§ DOCUMENT SEGMENT
0

I am getting an exception attempting to parse the # character using Tatsu:

import tatsu

grammar = r'''
@@comments :: //
@@eol_comments :: //

start = '#' ;
'''

print(tatsu.__version__)

parser = tatsu.compile(grammar)
ast = parser.parse('#', trace=True)
5.8.3
↙start ~1:1
#
≢'#' 
≢start ~1:1
#

...

tatsu.exceptions.FailedToken: (1:1) expecting '#' :
#
^
start

If I change the # to a in both the grammar and the text then it is successful. I think the issue might be that # indicates a grammar comment in Tatsu, but I'm not sure how to escape it.

Patrick
  • 147
  • 1
  • 15

2 Answers2

0

The problem here is that config.eol_comments_re is not being overridden with the @@eol_comments definition.

Could you post an issue for this problem at https://github.com/neogeny/TatSu/issues?

The other problem is that comments should not be checked while parsing a '' token.

Apalala
  • 9,017
  • 3
  • 30
  • 48
0

I researched this problem today for a long while, and found much room for improvement in TatSu.

Yet the conclusion is that // is a valid regex that matches zero input.

The solution in your case is to set the comments to strings you don't expect to find in the input:

    grammar = r'''
        @@comments :: /@@@@@@@/
        @@eol_comments :: /@@@@@@@/

        start = '#' ;
    '''

https://github.com/neogeny/TatSu/issues/303

Apalala
  • 9,017
  • 3
  • 30
  • 48

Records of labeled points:
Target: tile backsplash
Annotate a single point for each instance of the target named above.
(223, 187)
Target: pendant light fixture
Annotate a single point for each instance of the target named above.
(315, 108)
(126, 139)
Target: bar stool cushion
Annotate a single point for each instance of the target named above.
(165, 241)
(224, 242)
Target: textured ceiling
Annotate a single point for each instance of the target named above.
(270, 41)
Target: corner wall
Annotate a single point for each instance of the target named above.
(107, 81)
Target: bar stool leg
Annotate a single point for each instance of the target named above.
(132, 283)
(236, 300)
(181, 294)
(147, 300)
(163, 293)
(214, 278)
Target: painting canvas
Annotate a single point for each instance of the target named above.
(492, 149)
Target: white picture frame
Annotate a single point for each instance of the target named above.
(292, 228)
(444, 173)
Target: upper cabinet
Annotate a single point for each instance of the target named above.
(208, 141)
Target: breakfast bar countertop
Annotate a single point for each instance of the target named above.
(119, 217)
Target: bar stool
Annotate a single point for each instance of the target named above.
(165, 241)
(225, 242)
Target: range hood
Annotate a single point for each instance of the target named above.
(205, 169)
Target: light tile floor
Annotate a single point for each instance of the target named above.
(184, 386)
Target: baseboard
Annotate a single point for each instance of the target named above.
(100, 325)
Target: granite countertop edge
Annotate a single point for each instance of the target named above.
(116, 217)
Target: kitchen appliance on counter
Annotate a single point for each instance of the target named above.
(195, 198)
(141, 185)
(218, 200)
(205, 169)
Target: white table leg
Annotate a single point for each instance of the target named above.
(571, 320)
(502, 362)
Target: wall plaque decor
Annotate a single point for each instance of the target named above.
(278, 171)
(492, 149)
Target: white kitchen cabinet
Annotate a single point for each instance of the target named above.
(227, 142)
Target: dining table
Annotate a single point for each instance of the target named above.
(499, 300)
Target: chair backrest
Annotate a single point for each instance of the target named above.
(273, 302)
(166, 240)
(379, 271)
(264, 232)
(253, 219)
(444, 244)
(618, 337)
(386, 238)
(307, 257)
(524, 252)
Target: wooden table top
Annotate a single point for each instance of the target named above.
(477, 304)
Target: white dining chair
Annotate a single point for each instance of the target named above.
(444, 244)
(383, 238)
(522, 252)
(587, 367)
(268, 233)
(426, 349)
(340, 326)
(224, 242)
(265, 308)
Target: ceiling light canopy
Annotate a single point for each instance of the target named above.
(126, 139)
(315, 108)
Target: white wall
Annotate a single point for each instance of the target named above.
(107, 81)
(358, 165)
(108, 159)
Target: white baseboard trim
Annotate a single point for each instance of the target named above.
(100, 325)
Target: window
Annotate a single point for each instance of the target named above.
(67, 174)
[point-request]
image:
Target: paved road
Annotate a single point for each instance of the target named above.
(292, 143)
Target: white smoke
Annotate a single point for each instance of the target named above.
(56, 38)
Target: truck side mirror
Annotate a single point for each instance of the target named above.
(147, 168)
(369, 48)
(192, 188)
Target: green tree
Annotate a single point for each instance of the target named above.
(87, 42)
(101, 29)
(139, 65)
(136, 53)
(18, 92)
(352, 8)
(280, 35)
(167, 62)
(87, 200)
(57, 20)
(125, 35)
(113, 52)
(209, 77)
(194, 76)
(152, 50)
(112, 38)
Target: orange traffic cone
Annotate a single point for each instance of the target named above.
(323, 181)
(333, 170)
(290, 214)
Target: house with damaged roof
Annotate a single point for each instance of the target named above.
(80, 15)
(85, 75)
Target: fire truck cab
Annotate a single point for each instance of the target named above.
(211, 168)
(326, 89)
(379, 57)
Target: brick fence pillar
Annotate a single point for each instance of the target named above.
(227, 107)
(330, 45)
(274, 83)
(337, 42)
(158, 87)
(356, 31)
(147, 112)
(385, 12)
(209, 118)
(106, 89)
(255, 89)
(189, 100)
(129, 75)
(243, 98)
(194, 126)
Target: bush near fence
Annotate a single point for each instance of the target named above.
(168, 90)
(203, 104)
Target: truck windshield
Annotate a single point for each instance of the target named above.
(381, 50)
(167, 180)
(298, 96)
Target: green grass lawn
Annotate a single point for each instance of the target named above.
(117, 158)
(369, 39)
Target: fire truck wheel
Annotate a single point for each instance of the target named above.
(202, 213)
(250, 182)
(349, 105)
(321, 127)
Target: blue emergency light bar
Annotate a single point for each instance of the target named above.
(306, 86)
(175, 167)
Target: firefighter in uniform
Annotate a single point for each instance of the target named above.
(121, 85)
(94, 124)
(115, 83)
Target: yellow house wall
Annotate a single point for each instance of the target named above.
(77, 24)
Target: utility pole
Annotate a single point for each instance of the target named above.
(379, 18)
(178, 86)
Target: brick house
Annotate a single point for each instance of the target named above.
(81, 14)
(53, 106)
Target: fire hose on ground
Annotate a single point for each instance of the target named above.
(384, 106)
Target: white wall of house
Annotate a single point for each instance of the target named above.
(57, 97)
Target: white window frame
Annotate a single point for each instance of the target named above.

§ EXERCISES
- a) Return the passage of the TatSu thread from "The problem here" up to and including "a '' token.".
- b) In the TatSu thread, what pattern does the second answer assign to both @@comments and @@eol_comments?

§ SOLUTIONS BELOW
- a)
The problem here is that config.eol_comments_re is not being overridden with the @@eol_comments definition.

Could you post an issue for this problem at https://github.com/neogeny/TatSu/issues?

The other problem is that comments should not be checked while parsing a '' token.

- b) /@@@@@@@/